_TASK TO COMPLETE:_
Once you have located the line containing "Target: sunlight patch on carpet" in the material below, return it exactly along with each line after it through the line containing "(format x=499, y=147)".
##############################
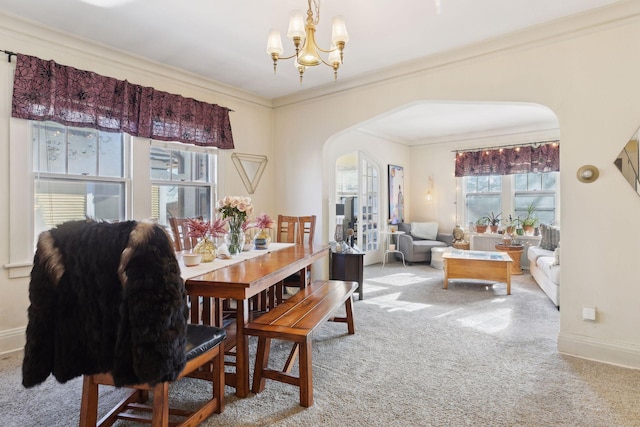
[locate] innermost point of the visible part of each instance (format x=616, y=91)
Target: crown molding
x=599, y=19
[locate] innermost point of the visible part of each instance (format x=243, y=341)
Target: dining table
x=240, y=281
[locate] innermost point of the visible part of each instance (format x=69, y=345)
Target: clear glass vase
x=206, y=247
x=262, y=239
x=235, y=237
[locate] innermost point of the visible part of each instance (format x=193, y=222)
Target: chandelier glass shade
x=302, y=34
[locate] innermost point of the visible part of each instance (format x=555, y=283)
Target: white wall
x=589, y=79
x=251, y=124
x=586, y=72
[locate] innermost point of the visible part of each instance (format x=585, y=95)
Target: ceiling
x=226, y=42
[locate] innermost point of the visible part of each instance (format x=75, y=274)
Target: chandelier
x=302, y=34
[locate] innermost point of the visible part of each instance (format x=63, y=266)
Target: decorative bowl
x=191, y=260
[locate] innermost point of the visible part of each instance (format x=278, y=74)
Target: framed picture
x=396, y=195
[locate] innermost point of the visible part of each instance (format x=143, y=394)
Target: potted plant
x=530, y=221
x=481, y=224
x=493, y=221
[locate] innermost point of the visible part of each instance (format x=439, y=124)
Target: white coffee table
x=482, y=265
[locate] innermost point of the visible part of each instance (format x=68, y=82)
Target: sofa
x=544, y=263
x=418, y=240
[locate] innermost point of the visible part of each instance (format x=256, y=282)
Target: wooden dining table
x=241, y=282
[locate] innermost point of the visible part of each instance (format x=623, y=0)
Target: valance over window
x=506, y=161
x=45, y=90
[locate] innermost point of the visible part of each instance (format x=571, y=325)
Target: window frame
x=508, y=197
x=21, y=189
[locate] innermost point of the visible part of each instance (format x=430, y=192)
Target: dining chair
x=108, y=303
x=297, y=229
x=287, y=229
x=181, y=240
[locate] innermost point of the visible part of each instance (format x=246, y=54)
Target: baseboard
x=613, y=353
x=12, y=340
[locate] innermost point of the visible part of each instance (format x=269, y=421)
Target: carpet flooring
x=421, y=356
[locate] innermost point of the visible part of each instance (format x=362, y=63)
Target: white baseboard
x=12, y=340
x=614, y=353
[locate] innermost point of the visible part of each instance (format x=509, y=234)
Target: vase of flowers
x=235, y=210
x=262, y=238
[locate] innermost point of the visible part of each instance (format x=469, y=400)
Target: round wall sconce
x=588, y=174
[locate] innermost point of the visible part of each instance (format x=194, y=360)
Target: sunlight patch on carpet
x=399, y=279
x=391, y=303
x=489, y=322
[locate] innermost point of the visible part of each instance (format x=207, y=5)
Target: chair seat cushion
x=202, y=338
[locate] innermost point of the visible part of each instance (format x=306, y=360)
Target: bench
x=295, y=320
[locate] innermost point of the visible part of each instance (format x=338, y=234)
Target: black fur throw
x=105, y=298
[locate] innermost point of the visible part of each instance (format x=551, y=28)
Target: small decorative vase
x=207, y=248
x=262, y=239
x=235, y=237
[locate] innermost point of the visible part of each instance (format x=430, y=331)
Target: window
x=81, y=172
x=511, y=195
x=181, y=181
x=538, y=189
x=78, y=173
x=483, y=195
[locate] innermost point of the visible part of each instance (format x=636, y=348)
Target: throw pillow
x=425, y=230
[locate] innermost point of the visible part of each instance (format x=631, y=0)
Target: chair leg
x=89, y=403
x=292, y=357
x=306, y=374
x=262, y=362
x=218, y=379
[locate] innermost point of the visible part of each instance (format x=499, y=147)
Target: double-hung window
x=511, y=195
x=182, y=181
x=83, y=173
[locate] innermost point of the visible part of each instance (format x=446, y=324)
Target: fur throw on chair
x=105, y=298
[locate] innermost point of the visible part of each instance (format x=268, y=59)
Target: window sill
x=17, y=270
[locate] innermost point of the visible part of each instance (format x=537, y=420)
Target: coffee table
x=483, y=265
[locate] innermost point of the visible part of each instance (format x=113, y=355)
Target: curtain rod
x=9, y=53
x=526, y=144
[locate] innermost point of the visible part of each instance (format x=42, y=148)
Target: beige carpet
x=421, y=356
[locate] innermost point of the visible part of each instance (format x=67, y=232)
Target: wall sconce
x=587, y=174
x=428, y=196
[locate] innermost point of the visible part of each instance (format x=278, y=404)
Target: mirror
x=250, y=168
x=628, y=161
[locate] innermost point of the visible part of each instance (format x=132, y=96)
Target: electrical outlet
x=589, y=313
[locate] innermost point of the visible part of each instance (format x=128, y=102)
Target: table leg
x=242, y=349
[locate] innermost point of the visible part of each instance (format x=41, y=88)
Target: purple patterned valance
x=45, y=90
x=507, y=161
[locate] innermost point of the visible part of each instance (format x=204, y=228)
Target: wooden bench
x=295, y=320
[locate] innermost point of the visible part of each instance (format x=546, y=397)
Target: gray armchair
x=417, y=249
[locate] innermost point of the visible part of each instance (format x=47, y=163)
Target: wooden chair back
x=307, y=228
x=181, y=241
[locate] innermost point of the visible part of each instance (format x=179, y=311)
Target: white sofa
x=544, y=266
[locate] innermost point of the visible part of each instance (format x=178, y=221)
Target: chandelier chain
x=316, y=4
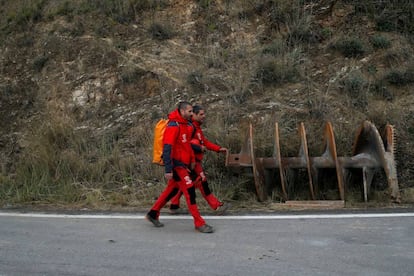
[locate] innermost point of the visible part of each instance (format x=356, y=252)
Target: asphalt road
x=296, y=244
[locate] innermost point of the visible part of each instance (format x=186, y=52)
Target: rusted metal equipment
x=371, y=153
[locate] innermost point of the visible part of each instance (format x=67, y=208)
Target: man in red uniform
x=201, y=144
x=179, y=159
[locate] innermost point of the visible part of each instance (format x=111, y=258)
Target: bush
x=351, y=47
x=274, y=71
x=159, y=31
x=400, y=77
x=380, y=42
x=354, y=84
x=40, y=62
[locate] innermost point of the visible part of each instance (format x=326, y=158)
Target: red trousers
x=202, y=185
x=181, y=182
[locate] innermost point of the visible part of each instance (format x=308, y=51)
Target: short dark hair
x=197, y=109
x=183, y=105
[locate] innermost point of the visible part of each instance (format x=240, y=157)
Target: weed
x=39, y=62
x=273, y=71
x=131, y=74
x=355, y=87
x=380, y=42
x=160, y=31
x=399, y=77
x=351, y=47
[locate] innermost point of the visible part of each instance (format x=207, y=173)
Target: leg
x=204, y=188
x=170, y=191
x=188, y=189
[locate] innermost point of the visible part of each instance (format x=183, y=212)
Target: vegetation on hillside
##############################
_WRITTEN SOLUTION:_
Target: sunlight patch on carpet
x=399, y=279
x=391, y=303
x=489, y=322
[locate] innermost point of the visible part of each instance (format x=207, y=5)
Target: chair seat cushion
x=202, y=338
[locate] innermost point of the visible part of each instance (format x=306, y=360)
Target: bench
x=295, y=320
[locate] innermost point of the visible part of each instance (format x=338, y=234)
Target: black fur throw
x=105, y=298
[locate] innermost point of the visible part of each instance (format x=551, y=28)
Target: small decorative vase
x=207, y=248
x=262, y=239
x=235, y=237
[locate] innermost point of the visible part of each instance (format x=430, y=331)
Target: window
x=81, y=172
x=511, y=195
x=181, y=181
x=538, y=189
x=78, y=173
x=483, y=195
[locate] innermost point of the visible part of each instance (format x=636, y=348)
Target: throw pillow
x=425, y=230
[locate] innermost point of the visible part of each instance (format x=631, y=0)
Target: chair leg
x=89, y=403
x=292, y=357
x=306, y=374
x=262, y=362
x=218, y=379
[locate] innermost point of the visible part of each instance (format x=499, y=147)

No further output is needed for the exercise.